* BEGIN TEXT BLOCK *

Re: Flink not releasing the reference to a deleted jar file

Posted by neha goyal <ne...@gmail.com>.
Adding to the above query, I have tried dropping the tables and the
function as well but no luck.

On Wed, Apr 19, 2023 at 11:01 AM neha goyal <ne...@gmail.com> wrote:

> Hello,
>
> I am attaching a sample code and screenshot where Flink is holding the
> reference to a jar file even after I close the streamExecutionEnvironment.
>
> Due to this, the deleted file is not getting cleaned up from the disk and
> we are getting disc space alerts. When we restart our application then
> these files get cleared from the disk.
> What is the way to gracefully shut down the Flink environment so that it
> releases all the resources' references?

* END TEXT BLOCK *

# EXERCISE REQUIREMENTS:
a – Answer these questions about the Flink forum post, one line each:
(i) Besides closing the environment, what else did the poster try without success?
(ii) What kind of alerts is the team receiving?
(iii) When do the deleted files finally get cleared from the disk?
b – Write the next part of the Flink forum post, picking up after its final sentence.
The listing comes from a separate source.

* BEGIN SOURCE MATERIAL *

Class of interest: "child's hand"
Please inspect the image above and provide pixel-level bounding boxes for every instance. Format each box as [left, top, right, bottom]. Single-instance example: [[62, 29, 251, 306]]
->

* END SOURCE MATERIAL *

# RESPONSES PER TASK:
a –
(i) Dropping the tables and the function.
(ii) Disc space alerts.
(iii) When they restart the application.

b –
>
> public class TestResourceRelease {
>
>     public void check(){
>         StreamExecutionEnvironment execEnv = StreamExecutionEnvironment.getExecutionEnvironment();
>         try{
>             StreamTableEnvironment env = StreamTableEnvironment.create(execEnv);
>             env.executeSql("CREATE FUNCTION IF NOT EXISTS EpochToDate AS 'com.my.udf.v2.EpochToDate' USING JAR 'file:///tmp/UDF-1.0-SNAPSHOT-jar-with-dependencies.jar'");
>             TypeInformation[] typeInformationArray = getTypeInfoArray();
>             String[] columnName = new String[]{"x", "y"};
>             KafkaSource<Row> source = KafkaSource.<Row>builder().setStartingOffsets(OffsetsInitializer.latest())
>                     .setValueOnlyDeserializer(new JsonRowDeserializationSchema(Types.ROW_NAMED(columnName, typeInformationArray)))
>                     .setProperty("bootstrap.servers", "localhost:9092")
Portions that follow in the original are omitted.